My Aim Is True / Elvis Costello Released:1977
golden(以下g):「エルヴィス・コステロって、絶対嫌な奴だよな。」
blue(以下b):「なんでまたいきなり?」
g:「だってさ、3回も結婚してるんだぜ。」
b:「あー、確かデビューしたときにはもう結婚してたんだったっけ。」
g:「そう。でも売れたらさっさとソウコウの妻と離縁して、次に結婚したのが、当時ポーグスにいたベーシストのケイト・オリオーダン。」
b:「プロデュースしたバンドの女の子に手を出す、ってのは確かによろしくないわな。」
g:「ケイトさんっていうのは決して美形ではないけど、ちょっとほっておけないタイプって感じよね。」
b:「うん。」
g:「バンドの紅一点を横からかっさらっていちゃった。」
b:「当事者だったらむかつくかもね。」
g:「でもまぁ、そこまでは許せる訳よ。当人たちがお互いに恋に落ちたのならね。」
b:「まぁ、本人同士のことやからねぇ。」
g:「ところが、結局そうやって奪い取った妻も結局別れて、次がダイアナ・クラールときたもんだ。」
b:「美形やね。」
g:「そう、美形のジャズ・シンガー。何それ?て思わん?パンク・バンドのベーシストと正反対じゃん?」
b:「なんだよ、結局美形好きかよ、みたいな?」

■ 生データ ■
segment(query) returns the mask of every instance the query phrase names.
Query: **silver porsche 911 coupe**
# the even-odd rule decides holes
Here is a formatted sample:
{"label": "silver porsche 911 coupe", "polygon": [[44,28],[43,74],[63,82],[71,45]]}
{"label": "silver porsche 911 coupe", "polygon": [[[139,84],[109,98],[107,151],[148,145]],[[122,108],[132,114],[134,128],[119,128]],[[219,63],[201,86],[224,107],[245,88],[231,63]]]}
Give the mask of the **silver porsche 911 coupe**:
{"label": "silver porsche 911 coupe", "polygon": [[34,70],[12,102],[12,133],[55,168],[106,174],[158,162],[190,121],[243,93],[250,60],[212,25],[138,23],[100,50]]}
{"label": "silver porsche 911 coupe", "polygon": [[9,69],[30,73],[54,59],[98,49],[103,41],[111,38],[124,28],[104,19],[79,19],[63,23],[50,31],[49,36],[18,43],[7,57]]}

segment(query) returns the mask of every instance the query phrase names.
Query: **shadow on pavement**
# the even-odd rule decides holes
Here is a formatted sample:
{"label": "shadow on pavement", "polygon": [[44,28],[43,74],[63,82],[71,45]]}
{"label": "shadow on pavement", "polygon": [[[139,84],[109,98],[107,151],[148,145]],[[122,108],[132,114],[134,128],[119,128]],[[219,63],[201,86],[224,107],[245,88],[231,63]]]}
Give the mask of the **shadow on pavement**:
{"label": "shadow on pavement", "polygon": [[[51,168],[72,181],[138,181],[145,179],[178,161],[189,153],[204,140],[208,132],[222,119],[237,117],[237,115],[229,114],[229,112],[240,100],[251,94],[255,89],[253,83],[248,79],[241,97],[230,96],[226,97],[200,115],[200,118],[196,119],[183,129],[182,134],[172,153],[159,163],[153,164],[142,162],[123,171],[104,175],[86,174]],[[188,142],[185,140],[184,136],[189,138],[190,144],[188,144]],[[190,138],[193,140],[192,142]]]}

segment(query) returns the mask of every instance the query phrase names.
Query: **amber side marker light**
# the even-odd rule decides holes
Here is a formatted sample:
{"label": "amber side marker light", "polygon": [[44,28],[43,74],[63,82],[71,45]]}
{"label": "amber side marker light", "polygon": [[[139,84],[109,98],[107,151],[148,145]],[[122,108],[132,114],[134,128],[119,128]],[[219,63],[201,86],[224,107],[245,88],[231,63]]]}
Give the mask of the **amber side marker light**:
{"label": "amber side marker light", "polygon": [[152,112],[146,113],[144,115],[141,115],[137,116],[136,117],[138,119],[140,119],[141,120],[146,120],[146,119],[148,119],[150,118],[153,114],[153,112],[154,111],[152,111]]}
==
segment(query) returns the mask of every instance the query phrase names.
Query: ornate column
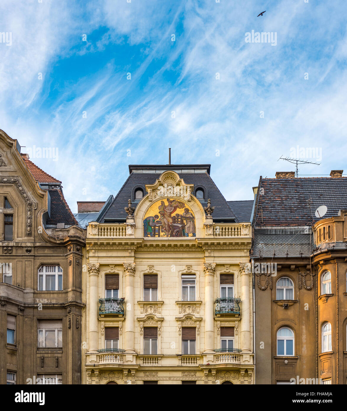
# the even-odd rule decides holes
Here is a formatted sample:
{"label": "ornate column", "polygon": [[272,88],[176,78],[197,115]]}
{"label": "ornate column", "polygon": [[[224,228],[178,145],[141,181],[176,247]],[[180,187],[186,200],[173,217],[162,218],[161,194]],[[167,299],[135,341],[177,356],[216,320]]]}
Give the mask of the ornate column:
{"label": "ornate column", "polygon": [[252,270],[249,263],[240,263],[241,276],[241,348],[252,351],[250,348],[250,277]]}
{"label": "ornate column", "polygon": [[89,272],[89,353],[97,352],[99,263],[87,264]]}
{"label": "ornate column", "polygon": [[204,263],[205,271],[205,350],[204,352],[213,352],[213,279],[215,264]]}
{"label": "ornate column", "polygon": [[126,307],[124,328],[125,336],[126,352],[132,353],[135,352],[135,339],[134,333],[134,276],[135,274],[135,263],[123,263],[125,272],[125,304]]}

■ 課題 ■
- A) エルヴィス・コステロについての会話によると、コステロが2番目に結婚した相手は誰ですか。
- B) エントリーから、文字列「ornate」を含む行をすべて集めてください。大文字と小文字は区別します。

■ 課題の解答 ■
- A) 当時ポーグスにいたベーシストのケイト・オリオーダンです。

- B)
Query: ornate column
{"label": "ornate column", "polygon": [[272,88],[176,78],[197,115]]}
{"label": "ornate column", "polygon": [[[224,228],[178,145],[141,181],[176,247]],[[180,187],[186,200],[173,217],[162,218],[161,194]],[[167,299],[135,341],[177,356],[216,320]]]}
Give the mask of the ornate column:
{"label": "ornate column", "polygon": [[252,270],[249,263],[240,263],[241,276],[241,348],[252,351],[250,348],[250,277]]}
{"label": "ornate column", "polygon": [[89,272],[89,353],[97,352],[99,263],[87,264]]}
{"label": "ornate column", "polygon": [[204,263],[205,271],[205,350],[204,352],[213,352],[213,279],[215,264]]}
{"label": "ornate column", "polygon": [[126,307],[124,328],[125,336],[126,352],[132,353],[135,352],[135,339],[134,333],[134,276],[135,274],[135,263],[123,263],[125,272],[125,304]]}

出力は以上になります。